---------- Source data ----------

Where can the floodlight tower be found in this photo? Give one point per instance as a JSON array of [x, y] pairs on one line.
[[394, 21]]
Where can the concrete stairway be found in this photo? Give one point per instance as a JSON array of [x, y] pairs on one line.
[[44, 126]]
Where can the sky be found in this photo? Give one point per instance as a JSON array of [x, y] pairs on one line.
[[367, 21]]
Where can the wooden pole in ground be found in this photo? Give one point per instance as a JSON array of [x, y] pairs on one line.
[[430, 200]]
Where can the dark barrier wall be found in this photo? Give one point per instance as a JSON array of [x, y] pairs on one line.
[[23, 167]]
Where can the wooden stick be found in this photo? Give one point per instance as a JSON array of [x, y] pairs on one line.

----------

Activity
Give the data again, exactly.

Output below
Where can the floodlight tower be found in this photo? Give one point per instance as a JSON array of [x, y] pairs on one line.
[[394, 21]]
Where can the concrete stairway be found in this photo? Give one point per instance as a JSON array of [x, y] pairs on one line.
[[44, 126]]
Where can the sky be found in this photo? Give one point per instance as a JSON array of [x, y] pairs on one line.
[[367, 21]]
Where can the wooden pole in ground be found in this photo? Give one point per instance as a JSON array of [x, y] pairs on one line.
[[430, 200]]
Where can the dark barrier wall be found in this photo? Give one point per instance as a JSON array of [x, y] pairs on one line.
[[23, 167]]
Where can the wooden stick be found in this photo? Give one point per instance as a JSON array of [x, y] pairs on one line.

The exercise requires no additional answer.